What to work on: All material below is to be reproduced exactly.
▬▬▬
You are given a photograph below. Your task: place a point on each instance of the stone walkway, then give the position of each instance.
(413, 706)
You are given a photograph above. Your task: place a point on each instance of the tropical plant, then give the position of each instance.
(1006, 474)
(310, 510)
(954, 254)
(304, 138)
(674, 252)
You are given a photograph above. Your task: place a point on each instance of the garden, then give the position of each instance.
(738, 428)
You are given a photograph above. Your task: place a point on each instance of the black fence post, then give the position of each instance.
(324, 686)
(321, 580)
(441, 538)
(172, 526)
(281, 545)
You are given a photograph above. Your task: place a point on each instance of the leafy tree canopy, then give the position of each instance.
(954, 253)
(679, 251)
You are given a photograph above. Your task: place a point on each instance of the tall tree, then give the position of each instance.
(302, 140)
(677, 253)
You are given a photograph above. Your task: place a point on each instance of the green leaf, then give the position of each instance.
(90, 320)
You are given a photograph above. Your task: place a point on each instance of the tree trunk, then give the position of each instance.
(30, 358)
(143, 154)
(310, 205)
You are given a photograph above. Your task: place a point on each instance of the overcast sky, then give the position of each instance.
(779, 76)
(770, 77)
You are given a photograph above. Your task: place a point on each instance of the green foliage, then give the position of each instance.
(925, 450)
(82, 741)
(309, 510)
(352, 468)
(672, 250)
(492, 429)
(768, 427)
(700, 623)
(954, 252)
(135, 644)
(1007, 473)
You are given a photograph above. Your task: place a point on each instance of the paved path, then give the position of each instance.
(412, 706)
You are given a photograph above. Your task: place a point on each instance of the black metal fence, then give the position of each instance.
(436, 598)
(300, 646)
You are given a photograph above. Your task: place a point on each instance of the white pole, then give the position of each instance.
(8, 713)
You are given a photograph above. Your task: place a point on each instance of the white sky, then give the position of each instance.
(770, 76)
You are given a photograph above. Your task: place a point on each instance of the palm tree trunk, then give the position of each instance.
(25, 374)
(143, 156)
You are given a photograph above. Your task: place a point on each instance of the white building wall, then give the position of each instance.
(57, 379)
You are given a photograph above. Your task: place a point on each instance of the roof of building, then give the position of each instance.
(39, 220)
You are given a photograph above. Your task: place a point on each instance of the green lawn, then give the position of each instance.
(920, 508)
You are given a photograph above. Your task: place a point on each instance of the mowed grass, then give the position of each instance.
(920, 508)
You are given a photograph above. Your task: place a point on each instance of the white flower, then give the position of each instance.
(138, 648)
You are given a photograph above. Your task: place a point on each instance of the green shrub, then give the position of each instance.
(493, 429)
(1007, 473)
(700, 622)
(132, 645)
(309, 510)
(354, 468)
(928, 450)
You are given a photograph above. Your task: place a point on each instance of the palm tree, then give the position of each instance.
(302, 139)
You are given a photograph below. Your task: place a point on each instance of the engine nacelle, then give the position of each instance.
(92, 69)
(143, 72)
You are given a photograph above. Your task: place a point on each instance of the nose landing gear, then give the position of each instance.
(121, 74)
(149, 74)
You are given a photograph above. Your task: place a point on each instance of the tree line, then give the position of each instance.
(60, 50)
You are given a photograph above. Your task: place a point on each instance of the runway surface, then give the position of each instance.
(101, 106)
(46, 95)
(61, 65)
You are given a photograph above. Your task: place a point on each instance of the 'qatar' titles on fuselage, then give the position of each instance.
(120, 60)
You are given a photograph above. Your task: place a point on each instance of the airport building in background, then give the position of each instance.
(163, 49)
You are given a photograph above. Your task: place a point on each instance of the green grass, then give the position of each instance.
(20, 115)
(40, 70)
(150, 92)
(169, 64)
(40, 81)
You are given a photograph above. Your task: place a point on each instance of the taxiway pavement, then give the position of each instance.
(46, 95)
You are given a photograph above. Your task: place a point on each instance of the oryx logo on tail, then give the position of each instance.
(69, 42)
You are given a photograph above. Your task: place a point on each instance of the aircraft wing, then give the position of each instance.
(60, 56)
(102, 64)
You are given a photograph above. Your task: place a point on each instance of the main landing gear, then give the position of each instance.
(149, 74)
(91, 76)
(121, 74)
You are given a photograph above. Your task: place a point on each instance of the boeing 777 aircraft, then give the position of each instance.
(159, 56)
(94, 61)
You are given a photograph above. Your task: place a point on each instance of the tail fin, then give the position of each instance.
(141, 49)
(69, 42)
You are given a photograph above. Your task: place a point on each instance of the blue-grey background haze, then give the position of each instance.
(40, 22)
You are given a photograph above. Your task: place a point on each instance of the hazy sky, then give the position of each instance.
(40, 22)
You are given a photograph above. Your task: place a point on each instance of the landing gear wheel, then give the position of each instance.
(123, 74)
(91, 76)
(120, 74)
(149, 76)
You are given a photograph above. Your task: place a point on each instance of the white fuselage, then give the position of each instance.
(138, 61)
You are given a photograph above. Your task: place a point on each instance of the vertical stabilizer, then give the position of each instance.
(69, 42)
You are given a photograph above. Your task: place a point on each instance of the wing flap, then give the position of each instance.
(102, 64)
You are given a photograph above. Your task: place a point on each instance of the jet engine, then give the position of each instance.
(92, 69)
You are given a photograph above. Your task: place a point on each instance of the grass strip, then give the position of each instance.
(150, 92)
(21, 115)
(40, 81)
▬▬▬
Answer below:
You are given a photograph below. Your task: place a point on each instance of the stone walkway, then give the position of each instance.
(413, 706)
You are given a photograph above. Your task: place a point on each instance of the tropical plant, then give the position of each instance.
(1006, 474)
(310, 510)
(954, 254)
(304, 138)
(674, 252)
You are given a photograph above. Your task: place a point on each instance of the garden, then give the position of each instance.
(738, 428)
You are given a photograph above. Your task: place a point on each instance of the black fence post, then give the position of each instance.
(324, 686)
(321, 580)
(441, 538)
(172, 526)
(281, 545)
You are given a photograph above. Your task: place a point on each instance of the leafy tree canopy, then give the position of each instance.
(954, 253)
(679, 251)
You are given a photograph above. Your task: place a point on each instance of the tall tree, then give the position of each instance.
(302, 140)
(677, 253)
You are given a photograph above. Your task: place a point on each instance of the green leaf, then give the position of each instance.
(90, 320)
You are given a photograph above. Your task: place a point on each instance of the tree trunk, then give the position of each instance.
(30, 358)
(143, 154)
(310, 205)
You are given a photograph above. Your task: place a point on each instance of the overcast sky, then give the position of each instance.
(779, 76)
(770, 77)
You are given a photograph above. Your task: place a point on each instance of the green foliage, then give the position of each instance.
(925, 450)
(82, 741)
(309, 510)
(352, 468)
(672, 250)
(492, 429)
(768, 427)
(700, 623)
(954, 252)
(135, 644)
(1007, 473)
You are given a photograph above. Your task: place a point on each instance of the paved path, then give the position of each instance.
(412, 706)
You are given a photograph above. Your task: place a point on each instance of the black metal fence, then give the position of each instance.
(436, 598)
(300, 646)
You are given a photograph above. Your task: place a point on each instance of the white pole, then give the position of each instance.
(8, 713)
You are given a photograph above. Your task: place a point on each instance of the white sky, then give the position of each instance.
(770, 76)
You are given a photograph above. Your task: place a point on each instance of the palm tree trunk, then give the position of each instance.
(25, 374)
(143, 156)
You are given a photograph above. Your task: place a point on each instance of the white building wall, then give the position of each instance.
(57, 379)
You are given a photograph above. Your task: place a point on each instance of the roof of building, then give the position of each instance.
(39, 220)
You are given a photograph above. Your task: place a point on each instance of the green lawn, then give the position of each instance.
(920, 508)
You are given a photograph above. Your task: place a point on each instance of the mowed grass, then give the position of each instance.
(920, 508)
You are given a photograph above. Your task: place a point on each instance of the white flower, then give the position of each instance.
(138, 648)
You are given a photograph above. Your task: place a point on each instance of the green shrub, then give the position of each instance.
(493, 429)
(1007, 473)
(700, 622)
(132, 645)
(309, 510)
(354, 468)
(928, 450)
You are given a photograph above. Your task: place a point on each instance of the palm tree, then give the position of each instance.
(302, 139)
You are given a photograph below. Your task: place a point on each instance of the engine nacelle, then give the position of each instance.
(92, 69)
(143, 72)
You are given a photograph above. Your task: place a point on each instance of the nose landing gear, then give the position of each instance.
(121, 74)
(149, 74)
You are given a photograph above. Your task: place a point on each instance of the tree line, then give the position of each instance.
(60, 50)
You are given a photograph above. Your task: place a point on each instance of the runway surface, then give the position of each instance.
(101, 106)
(46, 95)
(61, 65)
You are given a photograph above. Your task: place a point on each instance of the 'qatar' titles on fuselage, then give the position of each instance.
(120, 60)
You are given a photograph above. Your task: place a point on each instance of the airport building in background, then give the position of each instance.
(163, 49)
You are given a photograph above. Your task: place a point on each instance of the green grass, then give the position of each instance.
(20, 115)
(40, 70)
(150, 92)
(169, 64)
(40, 81)
You are given a photograph above. Your task: place a point on each instance of the taxiway pavement, then give the position of each instance.
(46, 95)
You are given a photograph above. Your task: place a point on each instance of the oryx logo on tail, then give the position of each instance.
(69, 42)
You are given a photograph above. Your task: place a point on each instance of the aircraft wing, then give the position of each instance.
(60, 56)
(102, 64)
You are given a photograph above. Your task: place a point on each instance of the main landing gear, then give the position of each instance.
(149, 74)
(91, 76)
(121, 74)
You are given a photograph above. Your task: place a point on each instance of the boeing 777 aircraft, then give the position of each instance.
(159, 56)
(94, 61)
You are given a photograph above. Your task: place a point on each instance of the tail fin, then give the position of each instance.
(141, 49)
(69, 42)
You are given a photograph above. Your task: place a point on each instance of the blue-grey background haze, then give the position of each instance.
(40, 22)
You are given a photograph above. Your task: place a point on each instance of the hazy sky, then give the position of each instance.
(40, 22)
You are given a photograph above. Your task: place a point on each instance of the landing gear wheel, then give the position of each instance.
(123, 74)
(91, 76)
(120, 74)
(149, 76)
You are given a photograph above. Your task: place a point on each instance of the white fuselage, then give the position of each instance.
(138, 61)
You are given a photograph above. Your task: place a point on each instance of the vertical stabilizer, then give the position of each instance.
(69, 42)
You are given a photograph above. Your task: place a point on each instance of the wing flap, then give the position of each instance.
(102, 64)
You are given a photograph above. Your task: place a point on each instance of the jet engine, then give the position of each instance.
(92, 69)
You are given a photograph above. Your task: place a point on each instance of the grass strip, then give the position of each instance.
(150, 92)
(21, 115)
(40, 81)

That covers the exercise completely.